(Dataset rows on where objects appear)
◇ ◇ ◇

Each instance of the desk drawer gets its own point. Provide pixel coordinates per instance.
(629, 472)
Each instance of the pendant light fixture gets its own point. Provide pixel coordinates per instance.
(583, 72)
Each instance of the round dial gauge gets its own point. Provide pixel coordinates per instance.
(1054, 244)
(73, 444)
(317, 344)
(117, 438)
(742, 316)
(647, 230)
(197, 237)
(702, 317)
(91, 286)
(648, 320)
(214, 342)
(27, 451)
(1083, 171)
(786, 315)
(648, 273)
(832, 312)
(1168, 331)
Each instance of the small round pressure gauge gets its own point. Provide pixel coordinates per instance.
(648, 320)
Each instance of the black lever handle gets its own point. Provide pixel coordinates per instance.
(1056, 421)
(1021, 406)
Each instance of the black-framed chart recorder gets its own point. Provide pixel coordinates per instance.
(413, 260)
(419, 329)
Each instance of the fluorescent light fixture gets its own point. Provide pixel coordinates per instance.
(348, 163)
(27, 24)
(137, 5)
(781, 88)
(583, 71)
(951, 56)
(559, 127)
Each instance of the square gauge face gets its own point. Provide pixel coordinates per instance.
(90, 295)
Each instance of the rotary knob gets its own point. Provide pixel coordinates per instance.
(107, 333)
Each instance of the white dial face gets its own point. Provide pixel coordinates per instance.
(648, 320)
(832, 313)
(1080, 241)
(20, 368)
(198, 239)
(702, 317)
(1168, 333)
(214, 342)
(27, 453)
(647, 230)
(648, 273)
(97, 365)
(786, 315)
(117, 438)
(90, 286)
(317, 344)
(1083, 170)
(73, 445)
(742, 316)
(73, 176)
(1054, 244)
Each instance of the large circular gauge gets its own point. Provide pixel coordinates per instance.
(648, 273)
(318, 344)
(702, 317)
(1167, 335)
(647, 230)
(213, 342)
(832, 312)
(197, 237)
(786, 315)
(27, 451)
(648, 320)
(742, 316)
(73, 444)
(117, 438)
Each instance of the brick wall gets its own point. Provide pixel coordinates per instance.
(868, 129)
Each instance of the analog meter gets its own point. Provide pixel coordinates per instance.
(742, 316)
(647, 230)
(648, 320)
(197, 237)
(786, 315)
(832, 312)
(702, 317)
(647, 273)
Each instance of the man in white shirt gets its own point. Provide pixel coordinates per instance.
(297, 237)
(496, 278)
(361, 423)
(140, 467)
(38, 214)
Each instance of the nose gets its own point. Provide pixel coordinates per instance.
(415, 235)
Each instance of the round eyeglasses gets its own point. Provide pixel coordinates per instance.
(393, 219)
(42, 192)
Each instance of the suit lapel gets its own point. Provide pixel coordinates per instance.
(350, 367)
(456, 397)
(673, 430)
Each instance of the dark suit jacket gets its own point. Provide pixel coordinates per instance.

◇ ◇ ◇

§ **SET TASK**: Rewrite the lines from the one holding "Each instance of the suit" through the end of the records, inclusive, swapping "lapel" for "collar" and leaving everything else unchanged.

§ **TASK SOLUTION**:
Each instance of the suit collar gets its own point. Provide pixel coordinates per instance.
(350, 367)
(456, 397)
(673, 430)
Each instance of the dark suit jacket gets its own point. Provide pixel coordinates per instance.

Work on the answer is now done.